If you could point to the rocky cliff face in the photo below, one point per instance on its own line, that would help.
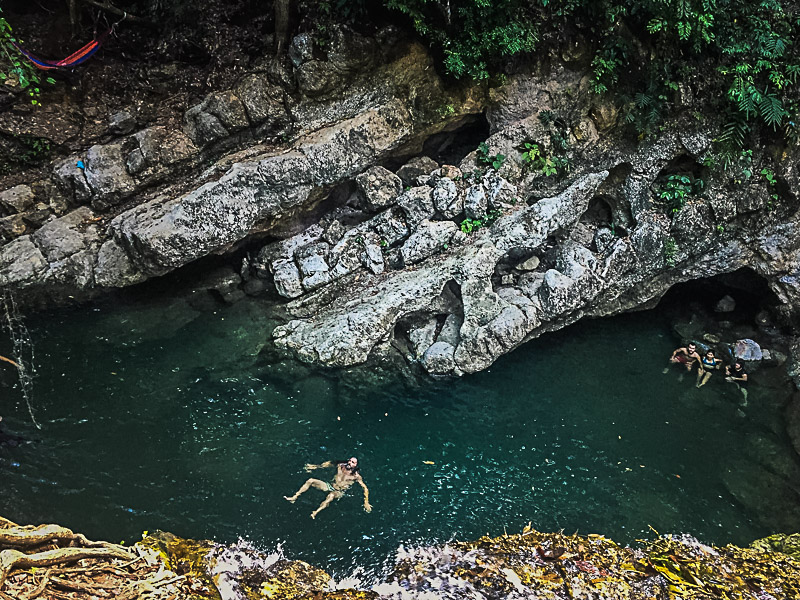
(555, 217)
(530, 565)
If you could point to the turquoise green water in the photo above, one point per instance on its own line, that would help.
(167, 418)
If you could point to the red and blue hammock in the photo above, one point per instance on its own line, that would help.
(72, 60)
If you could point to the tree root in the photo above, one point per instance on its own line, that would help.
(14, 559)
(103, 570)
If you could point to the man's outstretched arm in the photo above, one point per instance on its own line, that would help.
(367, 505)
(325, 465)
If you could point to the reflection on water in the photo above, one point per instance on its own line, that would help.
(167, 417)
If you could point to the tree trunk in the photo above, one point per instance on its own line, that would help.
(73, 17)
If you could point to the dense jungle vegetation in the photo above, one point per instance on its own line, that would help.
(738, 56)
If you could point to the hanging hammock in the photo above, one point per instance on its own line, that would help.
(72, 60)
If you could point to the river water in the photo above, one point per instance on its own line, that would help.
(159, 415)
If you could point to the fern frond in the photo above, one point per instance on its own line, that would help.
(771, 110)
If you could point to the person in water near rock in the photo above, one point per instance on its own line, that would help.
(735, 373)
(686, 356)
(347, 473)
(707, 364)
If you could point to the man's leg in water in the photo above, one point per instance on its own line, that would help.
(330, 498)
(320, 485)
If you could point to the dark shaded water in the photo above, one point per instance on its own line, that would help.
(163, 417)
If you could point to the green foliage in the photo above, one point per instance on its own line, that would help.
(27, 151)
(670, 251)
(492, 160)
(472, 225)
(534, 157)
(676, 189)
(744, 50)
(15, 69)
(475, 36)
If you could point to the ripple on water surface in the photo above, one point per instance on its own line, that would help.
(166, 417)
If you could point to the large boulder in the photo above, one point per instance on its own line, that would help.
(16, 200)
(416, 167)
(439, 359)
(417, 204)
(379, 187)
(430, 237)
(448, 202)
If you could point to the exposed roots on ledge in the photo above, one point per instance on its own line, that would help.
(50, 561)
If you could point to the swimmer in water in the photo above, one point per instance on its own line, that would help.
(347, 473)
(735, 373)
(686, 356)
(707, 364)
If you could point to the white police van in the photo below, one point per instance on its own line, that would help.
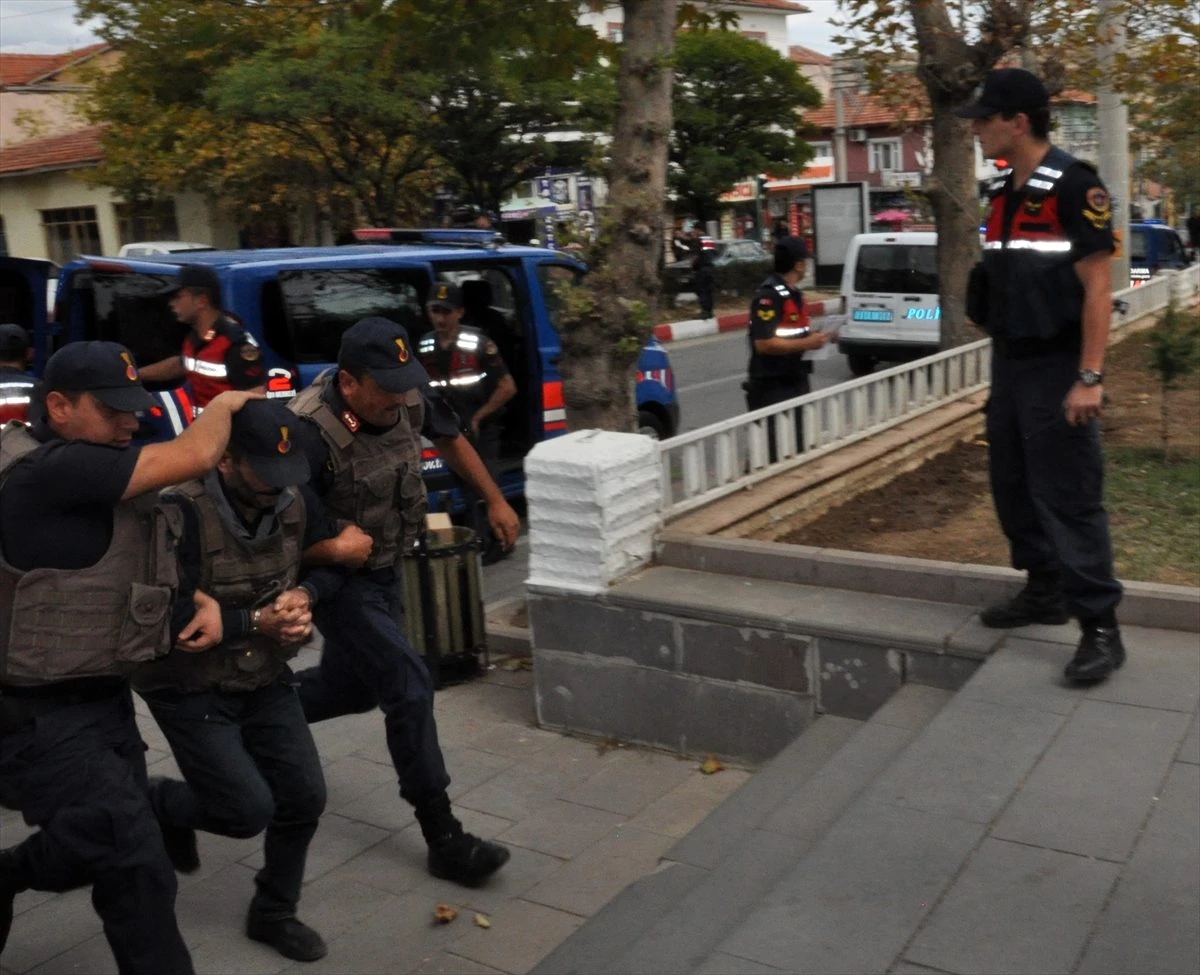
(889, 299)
--------
[What you need to do]:
Repeat the records in full, exactly as they appear, without the pictures.

[Exercise response]:
If you could point to the rocky cliff face in the photo below, one point per instance on its own line, that would help.
(555, 217)
(530, 565)
If you could point to the turquoise green water in the photo above, one point per instance on its own line, that would help.
(167, 418)
If you could point to the red and blue hammock in the photo above, one point per instance on its own line, that would help.
(72, 60)
If you could point to the tree root in the photo above, one point per instance on its own line, that would help.
(14, 559)
(103, 570)
If you could point to the man's outstretched arm in the photo above, one point per instance on its own line, that would help.
(367, 505)
(325, 465)
If you could point to the reflection on water in the photo above, one point per instance on its own line, that would help.
(167, 417)
If you could point to the tree trunk in the photo above, one point per instance on its own line, that would help.
(73, 17)
If you could point to the dense jungle vegetation in the photo above, one point per instance on its own line, that would help.
(738, 56)
If you could point to the hanging hammock in the photo above, one point per instance on its own line, that would help.
(72, 60)
If you could point to the river water in the photo above, one point per instance on its own line, that would help.
(159, 415)
If you could point to the fern frond in the photo above, one point per instance on its own line, that would help.
(771, 110)
If you could point to the person in water near rock in the photo above, one point per instance on its own line, that would help.
(735, 373)
(686, 356)
(347, 473)
(707, 364)
If you could point to the man's leg in water in the photo above, one point per instance on its own line, that would help.
(330, 498)
(320, 485)
If you could point to the dark shaded water in the photo above, one point per instance on its own line, that would help.
(163, 417)
If you could point to the green foliage in the photo above, one point per instance on its own line, that would help.
(27, 151)
(670, 251)
(492, 160)
(472, 225)
(534, 157)
(676, 189)
(744, 50)
(15, 69)
(475, 36)
If you could point to the ripple on water surface in the photo above, one point per instance on its own line, that would help.
(166, 417)
If you could point to the large boulder in the photo above, one point per instance on its own line, that would help.
(16, 200)
(416, 167)
(439, 359)
(417, 204)
(379, 187)
(430, 237)
(448, 202)
If you could point to the exposed roots on ledge in the photo above, one point per instance on its own line, that would help.
(50, 561)
If you could point to the swimmer in water in the photo above, one point per instance on its own line, that would help.
(347, 473)
(735, 373)
(686, 356)
(707, 364)
If you could point to the white police van in the photo below, one point per instance on its own line, that would help.
(889, 299)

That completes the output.